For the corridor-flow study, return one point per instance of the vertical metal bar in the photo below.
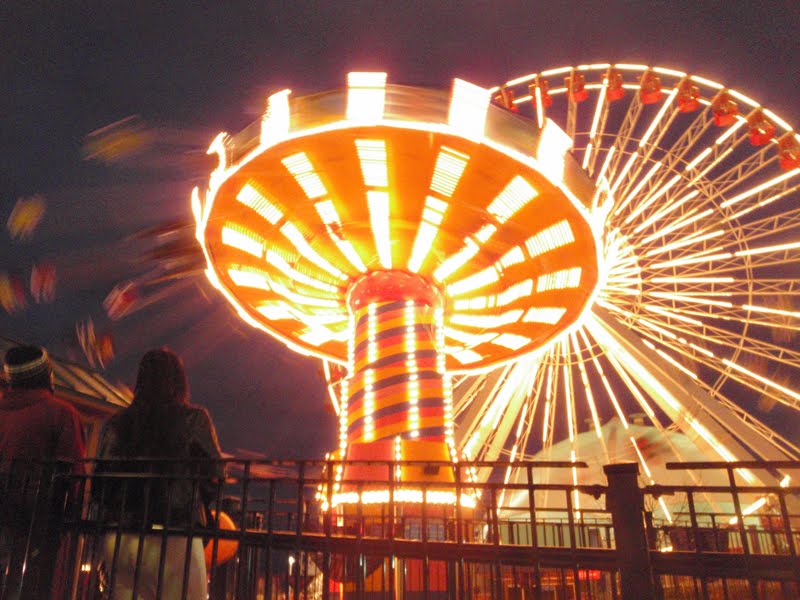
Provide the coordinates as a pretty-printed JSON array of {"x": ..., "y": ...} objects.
[
  {"x": 537, "y": 575},
  {"x": 301, "y": 482},
  {"x": 495, "y": 536},
  {"x": 243, "y": 506},
  {"x": 326, "y": 526},
  {"x": 215, "y": 537},
  {"x": 787, "y": 528},
  {"x": 391, "y": 532},
  {"x": 572, "y": 544},
  {"x": 187, "y": 558},
  {"x": 270, "y": 538},
  {"x": 118, "y": 537},
  {"x": 742, "y": 532},
  {"x": 459, "y": 532},
  {"x": 697, "y": 543},
  {"x": 359, "y": 539},
  {"x": 142, "y": 526},
  {"x": 163, "y": 555},
  {"x": 425, "y": 562}
]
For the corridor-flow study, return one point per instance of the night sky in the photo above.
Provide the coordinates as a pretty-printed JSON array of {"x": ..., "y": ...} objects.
[{"x": 194, "y": 69}]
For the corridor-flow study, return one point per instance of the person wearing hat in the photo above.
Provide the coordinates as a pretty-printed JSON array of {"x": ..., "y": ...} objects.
[
  {"x": 34, "y": 425},
  {"x": 35, "y": 429}
]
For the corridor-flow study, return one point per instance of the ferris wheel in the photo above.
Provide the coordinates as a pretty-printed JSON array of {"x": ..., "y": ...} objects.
[{"x": 696, "y": 317}]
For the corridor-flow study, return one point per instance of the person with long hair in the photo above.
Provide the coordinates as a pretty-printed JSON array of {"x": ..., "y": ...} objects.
[{"x": 163, "y": 435}]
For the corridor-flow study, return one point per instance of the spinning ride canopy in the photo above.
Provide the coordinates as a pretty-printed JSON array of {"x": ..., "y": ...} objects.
[{"x": 486, "y": 207}]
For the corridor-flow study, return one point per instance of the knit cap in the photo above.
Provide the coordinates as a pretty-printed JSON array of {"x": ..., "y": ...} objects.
[{"x": 24, "y": 363}]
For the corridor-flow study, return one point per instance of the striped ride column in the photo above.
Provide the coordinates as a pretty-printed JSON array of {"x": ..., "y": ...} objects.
[{"x": 399, "y": 403}]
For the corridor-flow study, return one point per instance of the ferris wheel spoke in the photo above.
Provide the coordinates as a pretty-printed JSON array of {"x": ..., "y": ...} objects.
[
  {"x": 686, "y": 403},
  {"x": 756, "y": 426}
]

++++++++++

• Task instructions: Every line above holding the string "ferris" should be listed.

• Output for this task:
For the corridor-flow study, return one point per instance of the ferris wheel in the photo above.
For the corridor-flow study, return one point per instance of the ferris wheel spoke in the photo above.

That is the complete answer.